And the Presidency is, of course, different. Alexander Hamilton said, in Federalist 79, that a judge could be impeached for malconduct. But in the words of the Watergate Impeachment Inquiry Report--a report I remind you that Mr. Manager Canady has commended to your consideration--Presidential impeachment is distinctive. The report stated--and I quote, because it is an important quote--'Because impeachment of a President is a grave step for the nation, it is to be predicated only upon conduct seriously incompatible with either the constitutional form and principles of our government or the proper performance of the constitutional duties of the presidential office. . . . The facts must be considered as a whole in the context of the office,' the report concludes. The office matters. For judges, the good behavior standard comes in one way or the other. For the President, the standard is different.
As I mentioned, Mr. Manager Graham candidly acknowledged last Saturday that reasonable people could disagree as to whether this President should be removed from office, even if they believe he acted as charged--reasonable people could disagree. In this connection, consider, if you will, the words of Senator William Pitt Fessenden, written 130 years ago. Senator Fessenden was one of the seven brave Republicans who crossed party lines to vote against the conviction of President Johnson in his 1868 impeachment trial. He wrote--and I quote--'the offense for which a Chief Magistrate is removed from office . . . should be of such a character as to commend itself at once to the minds of all right thinking men as, beyond all question, an adequate cause.' Think about that phrase--'beyond all question.' Where there is room for reasonable disagreement, there is no place for conviction.

#### GIVEN EXERCISE 1
In the impeachment passage, in what year was President Johnson's impeachment trial held?
The impeachment passage and the listing come from unrelated sources.

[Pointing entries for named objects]
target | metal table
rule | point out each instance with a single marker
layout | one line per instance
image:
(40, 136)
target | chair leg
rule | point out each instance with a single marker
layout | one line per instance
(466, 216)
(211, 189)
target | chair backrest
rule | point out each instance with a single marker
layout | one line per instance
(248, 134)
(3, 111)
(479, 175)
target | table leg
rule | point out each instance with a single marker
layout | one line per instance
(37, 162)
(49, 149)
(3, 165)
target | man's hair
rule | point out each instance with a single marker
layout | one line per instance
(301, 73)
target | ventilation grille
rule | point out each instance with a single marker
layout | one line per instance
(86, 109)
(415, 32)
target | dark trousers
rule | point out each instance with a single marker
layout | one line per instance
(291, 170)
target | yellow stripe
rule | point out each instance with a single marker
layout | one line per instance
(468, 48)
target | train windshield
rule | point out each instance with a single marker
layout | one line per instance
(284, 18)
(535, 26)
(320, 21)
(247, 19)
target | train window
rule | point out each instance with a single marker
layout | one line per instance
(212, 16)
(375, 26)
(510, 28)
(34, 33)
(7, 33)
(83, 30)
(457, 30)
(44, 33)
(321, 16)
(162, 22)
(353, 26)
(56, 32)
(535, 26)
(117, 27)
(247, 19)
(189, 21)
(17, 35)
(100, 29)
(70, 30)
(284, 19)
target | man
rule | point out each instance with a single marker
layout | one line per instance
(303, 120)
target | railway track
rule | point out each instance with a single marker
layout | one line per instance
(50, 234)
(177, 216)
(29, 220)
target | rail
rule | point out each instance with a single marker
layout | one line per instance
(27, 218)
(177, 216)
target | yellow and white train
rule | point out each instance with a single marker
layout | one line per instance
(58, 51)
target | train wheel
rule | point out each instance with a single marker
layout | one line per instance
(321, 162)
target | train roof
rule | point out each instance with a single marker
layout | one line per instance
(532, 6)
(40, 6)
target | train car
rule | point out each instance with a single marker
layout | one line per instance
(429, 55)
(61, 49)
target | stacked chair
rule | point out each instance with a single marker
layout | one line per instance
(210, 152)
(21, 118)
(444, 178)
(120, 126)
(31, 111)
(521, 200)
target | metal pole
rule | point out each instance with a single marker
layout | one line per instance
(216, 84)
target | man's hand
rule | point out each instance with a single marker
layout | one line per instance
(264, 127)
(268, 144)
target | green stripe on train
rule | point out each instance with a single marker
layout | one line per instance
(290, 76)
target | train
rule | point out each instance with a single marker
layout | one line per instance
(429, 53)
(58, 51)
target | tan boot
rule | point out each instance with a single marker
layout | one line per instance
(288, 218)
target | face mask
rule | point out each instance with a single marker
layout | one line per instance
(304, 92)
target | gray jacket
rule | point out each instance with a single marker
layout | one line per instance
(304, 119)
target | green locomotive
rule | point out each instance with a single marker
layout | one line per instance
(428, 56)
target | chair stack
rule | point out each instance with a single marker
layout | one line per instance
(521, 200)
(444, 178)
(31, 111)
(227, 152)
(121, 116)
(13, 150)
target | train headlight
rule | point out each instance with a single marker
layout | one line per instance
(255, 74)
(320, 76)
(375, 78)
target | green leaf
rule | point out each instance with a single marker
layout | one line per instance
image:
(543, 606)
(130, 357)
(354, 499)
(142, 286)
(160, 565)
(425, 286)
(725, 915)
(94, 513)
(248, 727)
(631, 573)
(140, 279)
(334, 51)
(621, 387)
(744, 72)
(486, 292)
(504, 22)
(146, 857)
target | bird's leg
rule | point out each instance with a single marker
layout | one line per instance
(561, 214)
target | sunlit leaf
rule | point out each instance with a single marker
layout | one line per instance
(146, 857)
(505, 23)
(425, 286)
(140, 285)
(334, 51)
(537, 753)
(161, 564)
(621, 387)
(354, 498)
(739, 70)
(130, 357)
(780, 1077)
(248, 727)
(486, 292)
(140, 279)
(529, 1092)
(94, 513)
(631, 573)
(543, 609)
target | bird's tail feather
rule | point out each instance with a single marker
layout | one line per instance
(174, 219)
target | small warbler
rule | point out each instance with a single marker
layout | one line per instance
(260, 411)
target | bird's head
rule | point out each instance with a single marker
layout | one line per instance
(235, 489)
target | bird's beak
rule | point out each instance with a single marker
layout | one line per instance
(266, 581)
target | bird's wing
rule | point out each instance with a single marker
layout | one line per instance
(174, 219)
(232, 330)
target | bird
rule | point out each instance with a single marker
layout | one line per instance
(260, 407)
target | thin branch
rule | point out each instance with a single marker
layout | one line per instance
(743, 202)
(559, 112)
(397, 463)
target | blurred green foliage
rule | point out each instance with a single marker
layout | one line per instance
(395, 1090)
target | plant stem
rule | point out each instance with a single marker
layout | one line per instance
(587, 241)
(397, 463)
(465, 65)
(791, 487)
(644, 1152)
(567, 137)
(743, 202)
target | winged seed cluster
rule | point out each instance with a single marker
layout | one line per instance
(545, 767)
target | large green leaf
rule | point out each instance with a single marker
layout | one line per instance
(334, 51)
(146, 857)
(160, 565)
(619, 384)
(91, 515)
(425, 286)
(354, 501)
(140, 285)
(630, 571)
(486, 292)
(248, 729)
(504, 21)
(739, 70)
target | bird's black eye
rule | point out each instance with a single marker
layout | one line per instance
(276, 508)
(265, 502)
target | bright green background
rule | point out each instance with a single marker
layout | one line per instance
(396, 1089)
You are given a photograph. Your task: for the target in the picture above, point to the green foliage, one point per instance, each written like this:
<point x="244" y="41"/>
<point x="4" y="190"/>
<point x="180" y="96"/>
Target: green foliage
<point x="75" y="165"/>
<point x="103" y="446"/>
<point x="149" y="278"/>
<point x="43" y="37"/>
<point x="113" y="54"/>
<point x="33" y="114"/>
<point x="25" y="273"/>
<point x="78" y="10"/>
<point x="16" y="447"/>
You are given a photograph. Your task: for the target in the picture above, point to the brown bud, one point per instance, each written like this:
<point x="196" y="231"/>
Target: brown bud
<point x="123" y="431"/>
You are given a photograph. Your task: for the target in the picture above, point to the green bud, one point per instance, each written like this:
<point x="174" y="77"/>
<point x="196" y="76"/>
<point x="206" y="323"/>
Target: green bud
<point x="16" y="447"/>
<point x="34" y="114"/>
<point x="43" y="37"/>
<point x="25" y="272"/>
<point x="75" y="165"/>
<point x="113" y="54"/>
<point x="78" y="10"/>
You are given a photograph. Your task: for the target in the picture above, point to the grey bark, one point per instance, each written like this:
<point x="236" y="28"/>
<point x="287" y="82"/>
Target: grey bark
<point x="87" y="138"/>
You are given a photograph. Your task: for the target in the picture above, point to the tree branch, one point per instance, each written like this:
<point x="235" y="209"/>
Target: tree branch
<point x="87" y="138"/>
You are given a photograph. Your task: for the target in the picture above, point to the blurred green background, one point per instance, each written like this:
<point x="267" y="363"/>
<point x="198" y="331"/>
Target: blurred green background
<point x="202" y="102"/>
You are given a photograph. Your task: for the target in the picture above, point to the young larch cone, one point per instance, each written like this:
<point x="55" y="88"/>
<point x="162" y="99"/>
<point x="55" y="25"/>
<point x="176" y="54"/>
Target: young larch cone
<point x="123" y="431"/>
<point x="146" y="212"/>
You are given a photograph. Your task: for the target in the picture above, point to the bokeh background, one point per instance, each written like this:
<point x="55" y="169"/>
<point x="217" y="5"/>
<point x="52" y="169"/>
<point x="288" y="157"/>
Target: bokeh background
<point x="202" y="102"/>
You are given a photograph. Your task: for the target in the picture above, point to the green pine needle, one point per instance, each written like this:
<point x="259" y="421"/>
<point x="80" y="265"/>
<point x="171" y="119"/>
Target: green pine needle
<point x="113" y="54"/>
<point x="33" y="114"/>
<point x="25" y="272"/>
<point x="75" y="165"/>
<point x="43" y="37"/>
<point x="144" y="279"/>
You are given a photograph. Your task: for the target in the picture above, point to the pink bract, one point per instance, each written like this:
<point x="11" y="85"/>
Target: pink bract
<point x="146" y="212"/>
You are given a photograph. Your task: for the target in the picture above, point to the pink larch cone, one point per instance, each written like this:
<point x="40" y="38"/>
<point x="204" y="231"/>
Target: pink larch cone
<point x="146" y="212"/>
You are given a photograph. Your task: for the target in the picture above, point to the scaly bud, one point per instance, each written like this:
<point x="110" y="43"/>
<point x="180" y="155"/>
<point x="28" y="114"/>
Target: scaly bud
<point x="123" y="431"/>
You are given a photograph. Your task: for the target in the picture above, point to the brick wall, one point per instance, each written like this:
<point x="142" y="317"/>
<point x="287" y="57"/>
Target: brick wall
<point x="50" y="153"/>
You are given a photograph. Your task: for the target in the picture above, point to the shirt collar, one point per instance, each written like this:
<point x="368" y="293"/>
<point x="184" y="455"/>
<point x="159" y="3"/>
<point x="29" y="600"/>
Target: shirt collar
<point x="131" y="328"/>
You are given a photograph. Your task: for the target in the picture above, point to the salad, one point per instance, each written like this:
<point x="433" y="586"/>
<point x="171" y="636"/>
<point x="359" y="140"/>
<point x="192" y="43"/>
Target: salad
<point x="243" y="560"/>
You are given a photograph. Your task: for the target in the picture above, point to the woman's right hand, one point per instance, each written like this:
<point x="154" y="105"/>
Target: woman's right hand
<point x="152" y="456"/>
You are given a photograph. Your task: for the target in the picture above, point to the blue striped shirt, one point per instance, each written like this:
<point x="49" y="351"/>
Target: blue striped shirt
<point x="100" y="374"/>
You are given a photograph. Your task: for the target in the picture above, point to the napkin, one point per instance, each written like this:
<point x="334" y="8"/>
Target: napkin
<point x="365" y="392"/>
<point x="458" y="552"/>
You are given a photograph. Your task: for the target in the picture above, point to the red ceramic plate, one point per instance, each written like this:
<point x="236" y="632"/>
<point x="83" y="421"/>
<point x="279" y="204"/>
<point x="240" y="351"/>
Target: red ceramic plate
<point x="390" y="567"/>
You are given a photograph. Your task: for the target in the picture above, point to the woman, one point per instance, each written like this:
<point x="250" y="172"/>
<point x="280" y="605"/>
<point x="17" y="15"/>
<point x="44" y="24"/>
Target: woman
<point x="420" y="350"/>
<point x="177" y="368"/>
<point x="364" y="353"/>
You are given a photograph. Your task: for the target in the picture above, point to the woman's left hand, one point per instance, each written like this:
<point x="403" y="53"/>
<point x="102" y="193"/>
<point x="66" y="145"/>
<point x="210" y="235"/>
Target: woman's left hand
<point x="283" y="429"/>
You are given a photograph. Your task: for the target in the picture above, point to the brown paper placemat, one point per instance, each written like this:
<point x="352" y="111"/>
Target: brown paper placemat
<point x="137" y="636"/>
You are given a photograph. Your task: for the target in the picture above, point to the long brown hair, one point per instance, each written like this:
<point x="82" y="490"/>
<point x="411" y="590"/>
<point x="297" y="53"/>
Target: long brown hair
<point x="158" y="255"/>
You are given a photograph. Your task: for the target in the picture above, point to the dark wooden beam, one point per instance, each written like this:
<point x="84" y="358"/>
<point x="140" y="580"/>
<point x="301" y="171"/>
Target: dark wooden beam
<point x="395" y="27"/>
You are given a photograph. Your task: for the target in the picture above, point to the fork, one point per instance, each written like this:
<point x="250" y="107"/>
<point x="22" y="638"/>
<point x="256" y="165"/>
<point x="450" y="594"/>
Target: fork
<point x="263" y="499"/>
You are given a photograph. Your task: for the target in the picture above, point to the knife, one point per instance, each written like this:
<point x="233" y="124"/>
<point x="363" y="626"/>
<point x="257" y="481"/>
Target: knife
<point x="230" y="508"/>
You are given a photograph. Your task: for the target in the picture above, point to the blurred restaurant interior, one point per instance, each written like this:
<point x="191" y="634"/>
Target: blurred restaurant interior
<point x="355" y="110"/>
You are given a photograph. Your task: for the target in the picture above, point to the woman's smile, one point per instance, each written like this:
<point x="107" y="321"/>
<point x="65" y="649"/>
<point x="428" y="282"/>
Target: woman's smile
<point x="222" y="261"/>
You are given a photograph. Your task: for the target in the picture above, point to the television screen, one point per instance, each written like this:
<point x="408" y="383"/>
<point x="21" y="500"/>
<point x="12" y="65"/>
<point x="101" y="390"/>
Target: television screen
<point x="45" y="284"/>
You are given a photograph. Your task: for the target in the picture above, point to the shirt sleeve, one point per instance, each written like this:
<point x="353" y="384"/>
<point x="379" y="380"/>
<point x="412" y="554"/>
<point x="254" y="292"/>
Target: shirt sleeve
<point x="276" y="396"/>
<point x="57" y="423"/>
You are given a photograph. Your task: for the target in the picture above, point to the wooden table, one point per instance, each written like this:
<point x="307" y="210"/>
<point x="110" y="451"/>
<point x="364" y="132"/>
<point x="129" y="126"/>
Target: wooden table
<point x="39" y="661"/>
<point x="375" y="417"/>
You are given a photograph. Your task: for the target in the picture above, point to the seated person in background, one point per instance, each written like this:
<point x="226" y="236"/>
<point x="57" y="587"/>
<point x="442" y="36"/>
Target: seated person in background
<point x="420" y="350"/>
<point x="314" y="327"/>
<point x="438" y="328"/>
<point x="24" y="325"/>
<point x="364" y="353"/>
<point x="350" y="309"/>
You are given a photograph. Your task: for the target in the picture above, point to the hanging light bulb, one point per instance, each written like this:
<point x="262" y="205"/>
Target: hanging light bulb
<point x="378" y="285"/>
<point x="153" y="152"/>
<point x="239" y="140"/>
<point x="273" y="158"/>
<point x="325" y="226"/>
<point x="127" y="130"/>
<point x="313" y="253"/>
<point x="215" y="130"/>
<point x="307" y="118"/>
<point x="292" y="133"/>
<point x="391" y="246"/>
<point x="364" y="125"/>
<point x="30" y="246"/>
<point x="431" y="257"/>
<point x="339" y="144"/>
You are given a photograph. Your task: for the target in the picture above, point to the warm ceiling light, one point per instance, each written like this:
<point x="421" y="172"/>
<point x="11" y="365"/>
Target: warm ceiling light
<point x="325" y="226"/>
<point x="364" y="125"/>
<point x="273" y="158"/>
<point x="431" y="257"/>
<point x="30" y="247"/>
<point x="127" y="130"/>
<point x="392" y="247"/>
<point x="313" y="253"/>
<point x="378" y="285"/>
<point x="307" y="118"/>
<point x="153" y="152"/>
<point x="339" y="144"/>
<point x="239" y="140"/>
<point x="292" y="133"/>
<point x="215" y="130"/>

#### GIVEN EXERCISE 2
Please locate every line of the listing that contains the word "table". Case counts.

#### CORRECT ANSWER 1
1868

#### CORRECT ANSWER 2
target | metal table
target | table leg
You are given a photograph. Your task: for the target in the picture above, point to the wooden table, one point per instance, each written like this:
Target: wooden table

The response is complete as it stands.